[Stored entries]
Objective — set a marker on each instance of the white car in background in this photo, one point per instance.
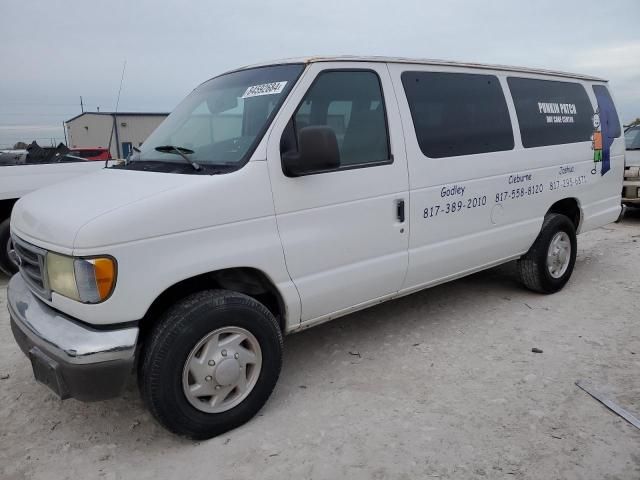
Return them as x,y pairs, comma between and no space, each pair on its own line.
18,177
281,196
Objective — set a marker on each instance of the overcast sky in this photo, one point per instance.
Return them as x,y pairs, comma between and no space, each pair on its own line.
51,52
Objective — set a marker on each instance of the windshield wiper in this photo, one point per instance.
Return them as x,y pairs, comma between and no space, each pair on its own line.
183,152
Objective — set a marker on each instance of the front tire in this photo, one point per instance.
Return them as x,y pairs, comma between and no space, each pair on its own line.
548,264
210,363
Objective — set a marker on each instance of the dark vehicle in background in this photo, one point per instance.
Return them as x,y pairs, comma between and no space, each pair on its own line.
631,185
91,153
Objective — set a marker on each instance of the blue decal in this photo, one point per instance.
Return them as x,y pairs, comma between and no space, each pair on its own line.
607,115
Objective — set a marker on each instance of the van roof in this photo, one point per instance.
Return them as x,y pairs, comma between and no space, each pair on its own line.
418,61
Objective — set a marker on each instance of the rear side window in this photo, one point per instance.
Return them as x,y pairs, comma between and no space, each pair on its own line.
457,113
607,111
551,112
351,103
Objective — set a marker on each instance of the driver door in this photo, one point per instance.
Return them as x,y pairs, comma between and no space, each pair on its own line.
343,231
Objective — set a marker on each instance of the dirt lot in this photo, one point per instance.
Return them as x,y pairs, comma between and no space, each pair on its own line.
441,384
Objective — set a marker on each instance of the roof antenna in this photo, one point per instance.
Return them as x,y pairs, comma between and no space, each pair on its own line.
106,162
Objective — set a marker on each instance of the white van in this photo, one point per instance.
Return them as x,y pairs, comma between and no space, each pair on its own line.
18,177
279,196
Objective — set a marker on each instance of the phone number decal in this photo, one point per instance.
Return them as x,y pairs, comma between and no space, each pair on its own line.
519,192
567,182
454,206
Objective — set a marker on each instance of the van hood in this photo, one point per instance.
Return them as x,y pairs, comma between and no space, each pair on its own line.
89,213
55,214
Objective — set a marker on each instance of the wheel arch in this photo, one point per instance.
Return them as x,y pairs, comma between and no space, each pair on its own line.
247,280
569,207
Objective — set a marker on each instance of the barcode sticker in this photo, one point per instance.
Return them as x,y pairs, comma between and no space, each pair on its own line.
264,89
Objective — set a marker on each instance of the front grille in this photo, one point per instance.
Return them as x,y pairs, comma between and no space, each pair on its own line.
31,260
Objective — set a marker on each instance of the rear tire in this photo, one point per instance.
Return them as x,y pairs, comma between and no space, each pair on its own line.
7,264
547,266
176,342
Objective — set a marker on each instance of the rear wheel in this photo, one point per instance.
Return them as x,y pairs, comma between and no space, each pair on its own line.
211,363
8,262
548,264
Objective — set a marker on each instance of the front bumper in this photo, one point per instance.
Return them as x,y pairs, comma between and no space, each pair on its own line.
70,357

▶ **Objective**
Copy out the entries above word for word, leaving out the pictures.

▶ **The completed task**
Objective — set a marker on each instance of the white car in background in this photo, one point per instance.
Return them as x,y pairs, comma between and no space, each pair on its own line.
18,177
281,196
Objective — set a marker on each instance of the overcast sky in this photo, one point per instance.
Return them as x,y pairs, comma between and no space, each pair on its own line.
51,52
Objective — set a marker on each instance of the windshield wiper in this photo, one point per instance.
Return them as x,y pairs, comma between and no space, each pair on its own line.
183,152
Objective — set a marker on each instance of the front tire in this photo, one point per instance.
Return them as x,y pairs, comma between and no space, each pair on its own line.
548,264
210,363
Objective — set a marker on each instance of the dark vehicle in background in this photo, one point per instance.
Return them as x,y pairs, comma between and no space, each pair on its own line.
631,185
91,153
Objective — set a marker on each instance of the blue decal in this photo, one point per instance.
Return them as x,y pairs, comma between and no space, each pair on its own line.
607,115
Objective — set a marker on each instance of the van roof in this photo, one point per instance.
Return them as x,y pairs, comma between and no space, each pair on its own line.
418,61
Objective — set a marker on each instance of the rear side window in this photo, one point per instance.
Return them as x,y pairs, comma between and no space, each pair on its own line.
457,113
607,111
551,112
351,103
Objective — set a marker on each instance of the driver door in this photo, one point per instance.
Return them as x,y pairs, comma between and no space, each pair on its own line.
343,231
Objective — set a marker on each instance of the dirt lot in this photo, one point per instance.
Return them as x,y pairs, comma between and no space, each pair on its own line.
441,384
Objective — set a marker on each instance of the roof antenna in this photo, one point per instance.
Return them as x,y pairs, comma between and no space, each pair on its own line.
106,162
Objective — set a marker on each instance of the white van in this photo, one point per instance.
Return them as x,y pairs, comma between and no space, each pair on its own line.
18,177
279,196
Objective — set a marker on each instance of the phone number decal in this photo, one point per instance.
Return them as x,y pairs, comma between and no space, each pair on its own line.
519,192
567,182
454,206
Objective — set a marker on each instance of the van hood in this photo, one point per instance.
Return them as x,y pairs, comma between and no space, each pair on its own line.
89,213
55,214
Objective — set a marker on each instance of the wheel arch in this photo, one point per instance.
Return them as x,y pairs, comma between and no space, each pair on its own line.
247,280
569,207
Objective — set a marker on each instance of the barcode sticker in this photo, one point per instance.
Return them as x,y pairs, comma between and no space, each pair on its own line.
264,89
Objective — set a marker on each instance of the front grille in this photo, one point per instance.
Return them as x,y pairs, comma between and no space, each pair on its own line.
31,260
Objective — set a marker on each instance of the rear tire in this photo, one point per instance.
Return them as x,y pairs, comma between and no space, each pair on its own line.
7,264
547,266
176,342
Objective — set a marker on each instance of the rear wheel in this photo, one point per instance.
Return them as x,y pairs, comma between and no space, each pair on its own line.
211,363
8,262
548,264
Objective — set a marker on each instance of the front bumper in this photo, one point per instance.
Return them as x,y pairs, comma between and no space, each pair on its own line.
70,357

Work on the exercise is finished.